ACTIONS TO TAKE.
1 – According to the Dataform JavaScript page, which IAM role should an administrator grant you so you can develop a SQL workflow with JavaScript?
2 – Decide whether each statement agrees with the Dataform JavaScript page. Answer yes or no and quote the words from the page that decide it.
(a) JavaScript files for definitions belong in the definitions/ directory.
(b) A filename may contain spaces.
(c) The code sample produces three views.
3 – Continue the Dataform JavaScript page from the point where it stops.

Create Dataform SQL workflows with JavaScript

This document shows you how to use JavaScript to create SQL workflow elements in Dataform. You might want to use JavaScript over Dataform core to create similar elements repeatedly in your workflow.

About developing workflows in Dataform with JavaScript

Dataform core lets you create SQL workflow actions with SQLX and JavaScript. With JavaScript, you can create similar actions repeatedly in your workflow. For example, you can create a view of each table in your workflow with certain user IDs removed.

The following JavaScript code sample lets you create a view of each table where the value of the user_id field does not correspond to one of the values in the blocked_user_ids list:

  const tableNames = ["user_events", "user_settings", "user_logs"];

  tableNames.forEach(tableName => {
    publish(tableName + "_blocked_removed").query(
      ctx => `
        SELECT * FROM ${ctx.ref(tableName)}
        WHERE user_id NOT IN (
          SELECT user_id
          FROM ${ctx.ref("blocked_user_ids")}
        )`
    );
  });

This code sample creates three views named user_events_blocked_removed, user_settings_blocked_removed, and user_logs_blocked_removed that don't contain any of the blocked user IDs.

You can create multiple actions within one JavaScript file with Dataform global methods and arbitrary JavaScript ES5 code, such as loops and constants.

You can define the following actions with JavaScript in Dataform:

Before you begin

  1. In the Google Cloud console, go to the Dataform page.

    Go to Dataform

  2. Select or create a repository.

  3. Select or create a development workspace.

Required roles

To get the permissions that you need to develop a SQL workflow with JavaScript, ask your administrator to grant you the Dataform Editor (roles/dataform.editor) IAM role on workspaces. For more information about granting roles, see Manage access.

You might also be able to get the required permissions through custom roles or other predefined roles.

Create a JavaScript file in Dataform

Store JavaScript files for definitions and data source declarations in the definitions/ directory. To create a new JavaScript file in the definitions/ directory, follow these steps:

  1. In the Files pane, next to definitions/, click the More menu.

  2. Click Create file.

  3. In the Create new file pane, do the following:

    1. In the Add a file path field, after definitions/, enter the name of the file followed by .js. For example, definitions/definitions.js.

      Filenames can only include numbers, letters, hyphens, and underscores.

    2. Click Create file.

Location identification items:
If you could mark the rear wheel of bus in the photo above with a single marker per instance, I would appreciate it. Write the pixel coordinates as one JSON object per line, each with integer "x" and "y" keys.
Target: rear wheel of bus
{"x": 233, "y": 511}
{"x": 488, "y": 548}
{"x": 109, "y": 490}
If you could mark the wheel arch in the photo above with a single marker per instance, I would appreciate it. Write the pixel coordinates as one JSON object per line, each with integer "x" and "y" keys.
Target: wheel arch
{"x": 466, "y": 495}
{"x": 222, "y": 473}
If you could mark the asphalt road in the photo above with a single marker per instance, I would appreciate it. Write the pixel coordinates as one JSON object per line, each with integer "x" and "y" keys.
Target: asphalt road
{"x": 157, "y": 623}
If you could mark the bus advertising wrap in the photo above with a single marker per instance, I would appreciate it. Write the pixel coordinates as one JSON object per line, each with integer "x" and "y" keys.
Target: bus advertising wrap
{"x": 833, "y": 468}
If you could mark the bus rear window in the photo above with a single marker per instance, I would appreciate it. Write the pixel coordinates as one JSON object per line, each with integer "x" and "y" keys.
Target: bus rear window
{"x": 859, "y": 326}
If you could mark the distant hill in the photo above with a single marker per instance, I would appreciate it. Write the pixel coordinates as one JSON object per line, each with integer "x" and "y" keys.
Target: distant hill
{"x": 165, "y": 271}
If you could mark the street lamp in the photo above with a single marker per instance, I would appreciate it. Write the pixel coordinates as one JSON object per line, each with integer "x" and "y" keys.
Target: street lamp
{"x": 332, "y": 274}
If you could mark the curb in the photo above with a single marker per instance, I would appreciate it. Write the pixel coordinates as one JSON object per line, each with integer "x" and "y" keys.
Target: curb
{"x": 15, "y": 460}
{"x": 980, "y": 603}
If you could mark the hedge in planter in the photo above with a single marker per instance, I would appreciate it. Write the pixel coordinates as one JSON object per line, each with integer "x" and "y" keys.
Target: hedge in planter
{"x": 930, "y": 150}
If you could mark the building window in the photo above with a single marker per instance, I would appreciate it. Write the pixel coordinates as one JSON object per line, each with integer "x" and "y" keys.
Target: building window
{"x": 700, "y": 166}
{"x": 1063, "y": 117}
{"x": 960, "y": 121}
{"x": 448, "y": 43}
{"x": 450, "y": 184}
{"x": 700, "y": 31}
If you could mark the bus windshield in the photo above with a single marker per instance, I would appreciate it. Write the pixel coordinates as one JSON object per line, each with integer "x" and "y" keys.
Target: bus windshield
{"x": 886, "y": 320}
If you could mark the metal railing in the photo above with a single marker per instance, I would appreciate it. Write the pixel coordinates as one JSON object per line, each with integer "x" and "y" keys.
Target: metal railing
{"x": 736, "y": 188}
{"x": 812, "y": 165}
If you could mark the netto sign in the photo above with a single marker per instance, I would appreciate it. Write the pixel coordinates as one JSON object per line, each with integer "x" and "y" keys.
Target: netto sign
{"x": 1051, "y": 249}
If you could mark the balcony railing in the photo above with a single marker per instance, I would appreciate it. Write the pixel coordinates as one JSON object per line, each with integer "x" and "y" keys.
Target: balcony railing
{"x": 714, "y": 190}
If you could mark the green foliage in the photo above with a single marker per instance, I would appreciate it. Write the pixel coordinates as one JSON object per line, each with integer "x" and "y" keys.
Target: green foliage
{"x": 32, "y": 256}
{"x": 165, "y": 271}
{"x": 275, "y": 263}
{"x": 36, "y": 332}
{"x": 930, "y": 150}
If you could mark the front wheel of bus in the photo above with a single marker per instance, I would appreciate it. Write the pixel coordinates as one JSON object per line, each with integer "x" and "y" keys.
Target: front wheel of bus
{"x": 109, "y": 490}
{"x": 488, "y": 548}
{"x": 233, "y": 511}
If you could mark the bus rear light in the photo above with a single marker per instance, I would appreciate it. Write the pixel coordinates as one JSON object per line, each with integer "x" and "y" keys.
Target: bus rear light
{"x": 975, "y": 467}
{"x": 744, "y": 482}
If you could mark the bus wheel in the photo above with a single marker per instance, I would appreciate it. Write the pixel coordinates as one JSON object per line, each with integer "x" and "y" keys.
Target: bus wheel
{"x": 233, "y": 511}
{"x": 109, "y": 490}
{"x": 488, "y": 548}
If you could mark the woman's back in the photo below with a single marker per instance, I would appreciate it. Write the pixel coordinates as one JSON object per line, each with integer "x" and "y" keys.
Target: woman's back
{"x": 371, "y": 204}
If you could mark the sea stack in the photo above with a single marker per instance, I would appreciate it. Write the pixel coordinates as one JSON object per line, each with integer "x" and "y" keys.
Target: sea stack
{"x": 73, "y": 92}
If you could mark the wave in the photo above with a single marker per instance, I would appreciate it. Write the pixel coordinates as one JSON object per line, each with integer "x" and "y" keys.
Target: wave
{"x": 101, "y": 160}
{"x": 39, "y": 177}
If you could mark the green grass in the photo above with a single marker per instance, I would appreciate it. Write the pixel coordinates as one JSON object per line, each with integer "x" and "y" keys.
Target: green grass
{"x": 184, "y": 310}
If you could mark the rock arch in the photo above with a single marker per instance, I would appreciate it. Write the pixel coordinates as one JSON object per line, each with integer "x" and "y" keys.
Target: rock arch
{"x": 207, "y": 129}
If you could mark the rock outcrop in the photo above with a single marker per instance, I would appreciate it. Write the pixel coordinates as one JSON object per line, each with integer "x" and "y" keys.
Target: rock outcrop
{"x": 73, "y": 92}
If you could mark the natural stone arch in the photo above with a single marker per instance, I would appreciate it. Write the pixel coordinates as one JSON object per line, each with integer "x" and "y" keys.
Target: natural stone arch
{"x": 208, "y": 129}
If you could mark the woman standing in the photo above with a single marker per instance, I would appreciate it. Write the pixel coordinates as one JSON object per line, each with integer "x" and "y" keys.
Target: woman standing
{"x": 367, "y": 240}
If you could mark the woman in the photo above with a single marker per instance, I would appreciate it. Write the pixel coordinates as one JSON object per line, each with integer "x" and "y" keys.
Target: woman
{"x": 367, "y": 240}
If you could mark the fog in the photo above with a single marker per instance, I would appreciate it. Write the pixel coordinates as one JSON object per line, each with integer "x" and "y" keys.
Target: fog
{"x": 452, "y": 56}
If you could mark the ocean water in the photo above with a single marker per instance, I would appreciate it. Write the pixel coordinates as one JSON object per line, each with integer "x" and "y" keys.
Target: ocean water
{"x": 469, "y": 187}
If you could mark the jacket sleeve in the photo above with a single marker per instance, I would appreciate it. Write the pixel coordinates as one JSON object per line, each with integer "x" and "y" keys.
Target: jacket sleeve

OUTPUTS IN ORDER.
1 – The Dataform Editor (roles/dataform.editor) IAM role on workspaces.

2 –
(a) Yes: "Store JavaScript files for definitions and data source declarations in the definitions/ directory."
(b) No: "Filenames can only include numbers, letters, hyphens, and underscores."
(c) Yes: "This code sample creates three views named user_events_blocked_removed, user_settings_blocked_removed, and user_logs_blocked_removed"

3 –
Set Dataform SQL workflow object properties with JavaScript

You can use the following Dataform global methods to create SQL workflow objects with Dataform:

  • declare. Used to declare a data source.
  • publish. Used to define a table.
  • assert. Used to create an assertion.
  • operate. Used to define a custom SQL operation.

Each of the global methods contain properties you can use to configure the created object. For more information on global methods and their properties, see the Dataform core reference.

In the publish() method that creates a table, you can set table properties by passing them as the second method argument.

To pass table properties as the second argument of publish(), follow these steps:

  1. In your development workspace, in the Files pane, expand definitions/.

  2. Select a JavaScript file.

  3. In the file, add table properties to the publish() method in the following format:

     method("first_method_argument", {
       property1: "property1_value",
       property2: "property2_value",
       property3: "property3_value",
     });
    
  4. Optional: Click Format.

The following code sample shows how to set properties to the publish() method by passing the properties as a second argument of the method:

  publish("table1", {
    type: "table",
    dependencies: ["other_table"],
    description: {
      "Value is 1"
    }
  }).query(ctx => "SELECT 1 AS test");

Reference includes in a JavaScript file

You can reference any includes function, macro, or constant inside a JavaScript file. For more information on includes in Dataform, see Reuse variables and functions with JavaScript includes.

The syntax for referencing includes inside a JavaScript file depends on the location of the include file. Dataform stores such files in the includes directory.

Reference top-level includes

  • To reference a top-level includes file, reference the filename when declaring your variables.

The following code sample references the serviceName and serviceId variables from the includes/service.js file:

  const {serviceName, serviceId} = service;

Reference nested includes

To reference a nested includes file, enter the filename in the JavaScript require function.

The following code sample references the serviceName and serviceId variables from the includes/allServices/service.js file:

  const {serviceName, serviceId} = require("includes/allServices/service.js");

Use Dataform query functions in JavaScript methods

Dataform provides a number of built-in functions that you can use inside queries, such as ref and self. For more information on Dataform built-in functions, see the Dataform API reference.

To use a built-in query function in a JavaScript method, follow these steps:

  1. In your development workspace, in the Files pane, expand definitions/.

  2. Select a JavaScript file.

  3. In the file, enter a global Dataform JavaScript method.

  4. In the method, enter a contextable ctx argument.

  5. Optional: If you are using JavaScript template strings, wrap the contextable argument in backticks ``.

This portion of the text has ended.